→ **Text segment**:

In 1966, the World Meteorological Organization (WMO) put forth the term “climatic change” to refer to climatic variability on time-scales longer than ten years, regardless of the cause for such change. During the next decade, scientists began to suspect that human activities had the potential to drastically alter the global climate in ways that would have negative impacts on our environment. The term evolved into “climate change” and is now used to describe both the process of change and the perceived problem. Sometimes the term “global warming” is used, though in many ways this fails to adequately describe the variability in impact, since climate change can cause both hot and cold extremes in weather. Anthropogenic climate change is change that is caused by human activity, as opposed to the Earth’s natural processes. However, in the context of environmental policy, the term “climate change” is often used to mean anthropogenic climate change.
Mauna Loa Observatory is a world-renowned atmospheric research facility. It has been continuously monitoring and collecting data since the 1950’s and its remote location makes it very well-suited for monitoring atmospheric components that can contribute to climate change, including the heat-trapping greenhouse gas carbon dioxide (CO2). Carbon overload from burning fossil fuels and deforestation is cited as the primary cause of anthropogenic climate change by proponents of such theories, while opponents assert that natural process (such as photosynthesis) contribute more to atmospheric CO2 than humans and observed changes are simply Earth’s cycle.

→ **Given request**:
Please continue the text on climate change and Mauna Loa Observatory, picking up after its last sentence. The listing after this comes from a separate source.

→ **Provided material**:
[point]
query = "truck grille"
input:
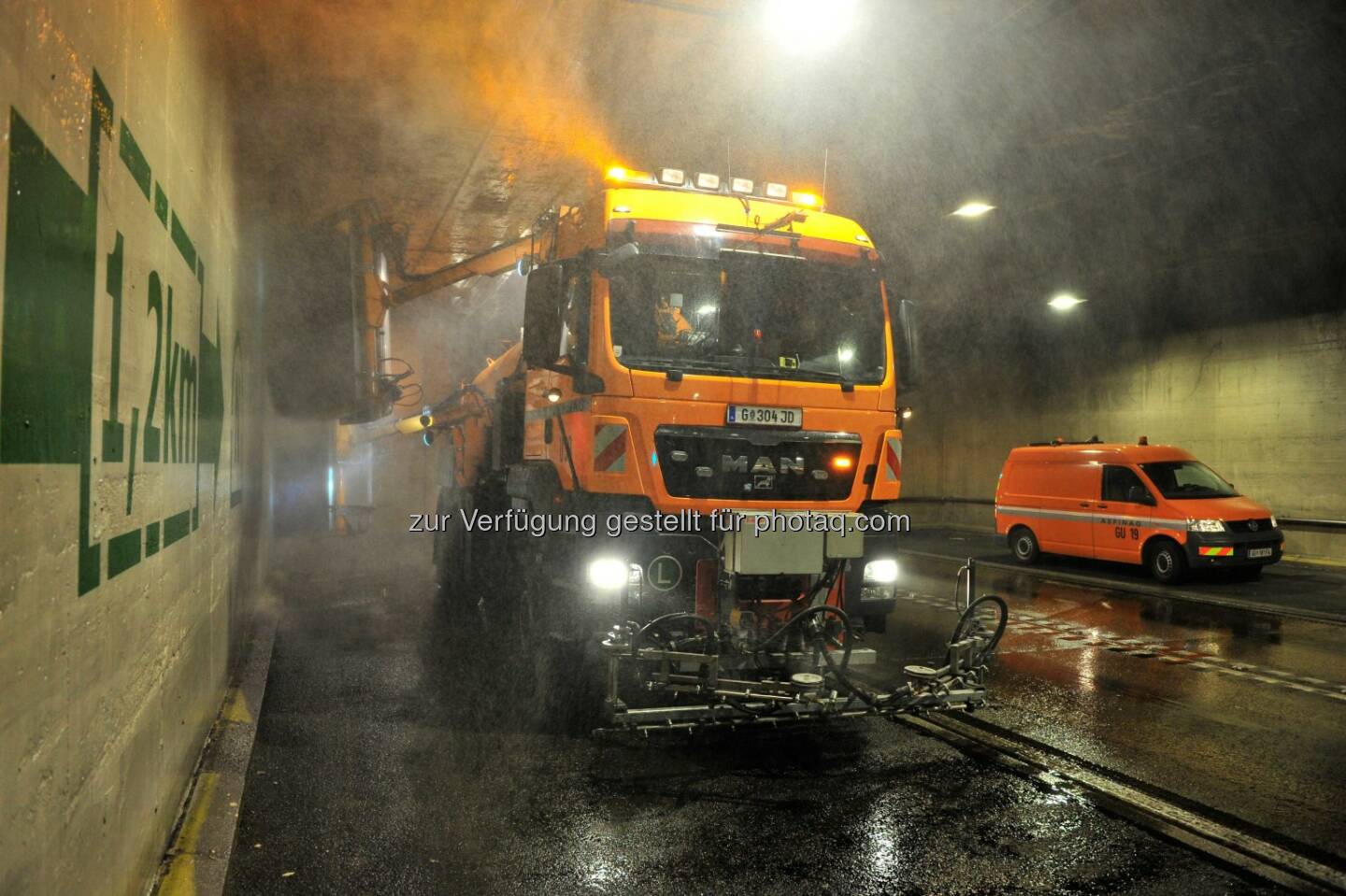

→ **Answer to this task**:
Create your own version of the plot found here. Do not replicate it, but rather design your own. Use one of the themes found in the ggplot2
or ggthemes
packages. You are encouraged to make style adjustments to help you informatively display the data.
CO2_monthly2015 <- co2_monthly %>% filter(year >= 2015)
ggplot(CO2_monthly2015) +
geom_line(aes(x = date, y = mean_co2), col = "yellow", linetype = 7) +
geom_point(aes(x = date, y = mean_co2), col = "blue", shape = 7) +
geom_line(aes(x = date, y = trend_mean_co2), col = "black") +
geom_point(aes(x = date, y = trend_mean_co2), col = "black", shape = 8) +
scale_x_continuous(breaks = seq(2015, 2020, .25),
labels = c("2015", rep("", 3),
"2016", rep("", 3),
"2017", rep("", 3),
"2018", rep("", 3),
"2019", rep("", 3),
"2020"),
limits = c(2015, 2020)) +
scale_y_continuous(breaks = 395:415,
labels = c("395", rep("", 4),
"400", rep("", 4),
"405", rep("", 4),
"410", rep("", 4),
"415"),
limits = c(395, 415)) +
ggtitle(expression("RECENT AVERAGE MONTHLY CO"[2]*" LEVELS AT MAUNA LOA")) +
ylab("PARTS PER MILLION") +
xlab("YEAR") +
theme_classic()
An atmospheric CO2 level of 400 ppm is considered by many to be a symbolic threshold with regard to climate change. “In the centuries to come, history books will likely look back on September 2016 as a major milestone for the world’s climate. At a time when atmospheric carbon dioxide is usually at its minimum, the monthly value failed to drop below 400 parts per million.” (source)
Adapt your plot above to include a red dashed line at 400 ppm and a large red dot on September 2016, with appropriate annotations to indicate what these additions represent.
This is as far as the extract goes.